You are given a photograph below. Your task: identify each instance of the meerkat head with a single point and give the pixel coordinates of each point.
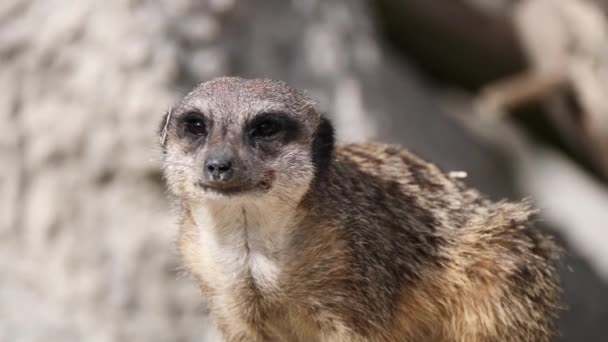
(232, 137)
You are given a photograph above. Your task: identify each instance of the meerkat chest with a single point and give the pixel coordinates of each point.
(237, 244)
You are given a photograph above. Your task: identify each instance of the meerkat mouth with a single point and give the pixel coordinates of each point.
(235, 190)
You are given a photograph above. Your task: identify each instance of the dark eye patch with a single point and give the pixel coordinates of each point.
(194, 124)
(273, 126)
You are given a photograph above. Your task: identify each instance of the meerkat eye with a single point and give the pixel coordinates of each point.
(195, 124)
(266, 128)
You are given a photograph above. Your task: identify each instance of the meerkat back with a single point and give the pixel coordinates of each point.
(294, 239)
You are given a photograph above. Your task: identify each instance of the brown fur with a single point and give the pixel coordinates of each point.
(373, 244)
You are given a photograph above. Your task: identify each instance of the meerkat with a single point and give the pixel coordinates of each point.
(294, 238)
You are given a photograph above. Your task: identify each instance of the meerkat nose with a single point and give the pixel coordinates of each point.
(218, 168)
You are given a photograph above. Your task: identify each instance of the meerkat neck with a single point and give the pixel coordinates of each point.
(245, 237)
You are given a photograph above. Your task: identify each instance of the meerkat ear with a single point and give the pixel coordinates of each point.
(323, 145)
(164, 126)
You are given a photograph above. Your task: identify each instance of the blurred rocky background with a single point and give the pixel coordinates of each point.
(512, 92)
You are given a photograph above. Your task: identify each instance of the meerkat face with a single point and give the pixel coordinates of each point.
(232, 137)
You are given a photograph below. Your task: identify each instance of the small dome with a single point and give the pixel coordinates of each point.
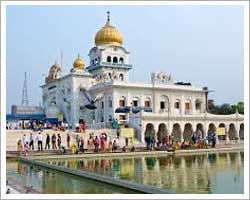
(78, 63)
(108, 35)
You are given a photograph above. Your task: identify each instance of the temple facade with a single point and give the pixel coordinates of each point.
(101, 92)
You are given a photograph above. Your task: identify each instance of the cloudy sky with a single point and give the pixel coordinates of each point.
(198, 44)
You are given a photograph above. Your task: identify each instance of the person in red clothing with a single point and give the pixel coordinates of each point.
(68, 141)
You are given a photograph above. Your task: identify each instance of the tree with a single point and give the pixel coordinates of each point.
(226, 109)
(239, 106)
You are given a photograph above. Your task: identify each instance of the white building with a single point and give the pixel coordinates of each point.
(166, 107)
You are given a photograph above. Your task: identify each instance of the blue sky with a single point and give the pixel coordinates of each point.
(198, 44)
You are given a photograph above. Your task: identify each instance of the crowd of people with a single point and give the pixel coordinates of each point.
(101, 143)
(75, 143)
(169, 143)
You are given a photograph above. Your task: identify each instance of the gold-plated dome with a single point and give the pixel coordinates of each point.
(78, 63)
(108, 35)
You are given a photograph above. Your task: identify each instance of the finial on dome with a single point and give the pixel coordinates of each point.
(78, 63)
(108, 17)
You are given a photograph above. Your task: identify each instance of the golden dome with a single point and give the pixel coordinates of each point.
(78, 63)
(108, 35)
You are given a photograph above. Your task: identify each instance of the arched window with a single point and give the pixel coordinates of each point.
(110, 102)
(198, 105)
(122, 101)
(135, 101)
(188, 106)
(164, 103)
(110, 75)
(96, 60)
(121, 78)
(121, 60)
(109, 59)
(177, 106)
(147, 102)
(115, 60)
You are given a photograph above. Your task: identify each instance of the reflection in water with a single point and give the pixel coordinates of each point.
(205, 173)
(53, 182)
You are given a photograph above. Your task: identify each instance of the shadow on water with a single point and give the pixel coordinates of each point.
(203, 173)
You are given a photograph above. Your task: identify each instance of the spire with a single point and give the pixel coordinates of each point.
(108, 17)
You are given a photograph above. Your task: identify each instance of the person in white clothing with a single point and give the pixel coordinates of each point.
(40, 141)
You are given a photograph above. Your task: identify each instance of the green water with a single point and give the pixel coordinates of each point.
(206, 173)
(54, 182)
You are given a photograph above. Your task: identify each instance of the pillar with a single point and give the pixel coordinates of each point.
(237, 129)
(226, 132)
(182, 130)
+ + + + + + +
__Problem requirements__
From the line holding "of the shadow" to the last line of the records, quote each line exactly and add nothing.

__Reply to the exercise__
You are given a photograph above. Your task: identify each instance of the shadow on water with a single point and give the pixel coordinates of each point.
(203, 173)
You are given a photograph above. Your task: identify each instance of the spire with a single point and give the pixel coordinates of each point.
(108, 17)
You are given a photograph above. Your task: identify each instance of the person in white clothing with a single point and give the pixel coordinates of each point.
(40, 141)
You are given a photograph above. Your task: identify each instance of the green water with a single point and give the pixel coordinates of each point.
(206, 173)
(54, 182)
You are given a photograph above. Your task: identify each instance of the pillar with a single point and give the pixel coordinates of each point.
(237, 129)
(226, 132)
(182, 130)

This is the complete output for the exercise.